> **Data for processing**

....

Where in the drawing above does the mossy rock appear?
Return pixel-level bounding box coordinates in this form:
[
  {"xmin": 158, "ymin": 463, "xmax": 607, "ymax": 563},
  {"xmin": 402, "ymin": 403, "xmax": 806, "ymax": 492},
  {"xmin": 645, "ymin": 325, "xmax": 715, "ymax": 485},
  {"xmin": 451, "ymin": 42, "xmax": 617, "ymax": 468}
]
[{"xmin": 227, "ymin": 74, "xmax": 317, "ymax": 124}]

....

> **Problem description**
Please repeat the lines above exactly, beginning with the line that contains "Return pixel-level bounding" and ending with the final one.

> **Exercise solution**
Return pixel-level bounding box coordinates in this form:
[
  {"xmin": 158, "ymin": 463, "xmax": 607, "ymax": 563},
  {"xmin": 402, "ymin": 403, "xmax": 806, "ymax": 492},
  {"xmin": 645, "ymin": 325, "xmax": 715, "ymax": 485},
  {"xmin": 451, "ymin": 42, "xmax": 617, "ymax": 468}
]
[{"xmin": 227, "ymin": 74, "xmax": 317, "ymax": 124}]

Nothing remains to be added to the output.